Фрагмент текста

:::

Лишь это есть нищета духа, способность оставаться столь ясным относительно Бога и всех трудов, что раз Бог хочет действовать в уме, то он сам есть место, в котором он хочет действовать – и ему нравится так поступать. Ведь если Бог считает человека таким несчастным, он выполняет свою работу, а человек в Нем страдает, и Сам Бог – часть этого действия, поскольку Бог – деятель, действующий внутри себя самого[74].
Он, страдающий, не будучи при этом прикреплен к своему страданию, имеет Бога, который несет свое бремя, делая последнее ему легким и мягким. Отделить кого-то от боли означает счесть эту боль не принадлежащей этому человеку, но принятой на себя самим Богом…Человек, являющийся «женой», возвращает Богу страдание, свалившееся на него[75].
Радикализм этого пере-истолкования страдания Бога неслыхан для нас. Нам следует постигать Бога (не Божество) в спинозистских терминах deus sive natura: Субстанции, в которой имеют место вся активность и пассивность, все творение и сотворенность, радость и страдание, вся любовь, боль и страх. Как таковая, противоположность этому обманчивому явлению порождается словом «Бог». Бог не просто личность, даже если ему можно приписать чувства и желания. В нем нет ни выбора, ни свободы, только необходимость – Бог как Творец делает то, что он должен, вынужден делать. Так что Бог, а не Божество, есть безличная субстанция. И Бог достигает свое Божество, актуализирует его только в человеке и через него.
Но – здесь происходит настоящий прорыв Экхарта, движение, которое фактически указывает по ту сторону Спинозы к немецкому идеализму – это не «все, что есть»: то, что находится вне этой субстанции, есть Само Ничто, Божество в пропасти Unding. У Экхарта нет ни слова о божественном страдании как цене, которую Бог платит за наши грехи, о юридическо-пенитенциарном аспекте Пути Креста. Просто поскольку Бог не является (как учили Фома Аквинский и другие) единственной Субстанцией, то все, все творения и их отношения, все на свете имеет место в нем. Так что когда мы во время отрешенности отрываемся от тварности, от реальности разрушения и отождествляемся с пропастью Божества, мы больше не страдаем; все страдание остается там, где оно было всегда, в Божественной Субстанции, только нас там больше нет.
Из этого понятия Бога как субстанции, захваченной своей собственной необходимостью, Экхарт делает неизбежно радикальный вывод: нам не за что быть благодарными Богу: «Я никогда не буду благодарен Богу за то, что Он любит меня, ведь Он не может иначе, желает Он того или нет; сама Его природа заставляет его поступать так»[76]. Поскольку Бог – всего-навсего вещь (dine), я не только не должен просить или молить его о чем-то; поскольку я возвращаюсь к изначальной бедности пропасти того, что я есть, я могу даже приказать Ему: «Кроткий человек не добивается чего-либо от Бога, но действительно может указывать Ему»[77].

:::

Приложенный листинг

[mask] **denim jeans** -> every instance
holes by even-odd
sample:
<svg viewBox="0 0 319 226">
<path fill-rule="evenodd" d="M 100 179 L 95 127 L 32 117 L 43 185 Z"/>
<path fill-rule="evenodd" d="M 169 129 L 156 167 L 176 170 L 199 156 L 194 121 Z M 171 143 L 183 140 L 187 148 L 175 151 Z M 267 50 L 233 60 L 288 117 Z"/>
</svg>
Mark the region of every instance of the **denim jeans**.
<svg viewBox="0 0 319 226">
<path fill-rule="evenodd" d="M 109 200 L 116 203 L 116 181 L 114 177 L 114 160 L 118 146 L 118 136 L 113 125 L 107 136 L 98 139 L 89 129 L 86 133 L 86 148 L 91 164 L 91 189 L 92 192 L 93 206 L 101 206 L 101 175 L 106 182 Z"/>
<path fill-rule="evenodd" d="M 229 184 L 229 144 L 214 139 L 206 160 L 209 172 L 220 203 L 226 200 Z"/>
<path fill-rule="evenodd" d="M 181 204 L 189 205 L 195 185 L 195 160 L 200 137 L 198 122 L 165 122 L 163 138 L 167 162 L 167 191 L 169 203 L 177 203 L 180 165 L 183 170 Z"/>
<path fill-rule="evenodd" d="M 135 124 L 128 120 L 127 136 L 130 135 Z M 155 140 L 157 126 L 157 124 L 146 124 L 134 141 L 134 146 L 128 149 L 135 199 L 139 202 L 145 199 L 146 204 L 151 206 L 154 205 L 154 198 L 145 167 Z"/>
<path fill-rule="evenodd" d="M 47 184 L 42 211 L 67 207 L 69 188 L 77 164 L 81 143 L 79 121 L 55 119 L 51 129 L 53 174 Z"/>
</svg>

:::

Задания
**a.** За что, по словам Экхарта из фрагмента о его учении, он никогда не будет благодарен Богу?
**b.** Продолжите фрагмент об учении Экхарта о Боге после его последнего предложения.
Листинг здесь ни при чем.

Ответы
**a.** За то, что Бог любит его.

**b.**
Когда Экхарт пишет, что каждый, кто хочет достичь Иисуса, должен освободиться от всех представлений настолько, «насколько был свободен до того, как существовал», прежде своего рождения на Земле, он, конечно, отсылает к Платону, платоническому понятию о душе до ее телесного обиталища; тем не менее в противоположность Платону, это пред-существование не включает в себя такую душу, которая, не будучи отягощена изображениями чувственных вещей, созерцает вечные идеи, но скорее такую, что само-очищается от всех «вещей», включая идеи (и включая Самого Бога как Вещь) – скорее разновидность tabula rasa, пустого вместилища. Именно в этом состоянии общей восприимчивости, которая в себе ничто, и, таким образом, потенциально все, я делаюсь по-настоящему свободным, ledic, «девственным» по отношению ко всем образам. Именно так Экхарт истолковывает Девственность Девы Марии: только девственница (душа, очищенная от всех тварных вещей) открыта к получению/зачатию (empfangeri), а затем способна породить Иисуса-Слово. Можно сказать, предвосхищая здесь более позднее различение, свобода по Экхарту есть «свобода от», равно как и «свобода для»: свобода от всех тварных образов и как таковая свобода от того, чтобы постигать Бога и давать Ему рождение: «…Он был брюхат ничто, подобно тому, как женщина брюхата ребенком. В этом ничто родился Бог. Он был плодом ничто. Бог родился в нем»[78].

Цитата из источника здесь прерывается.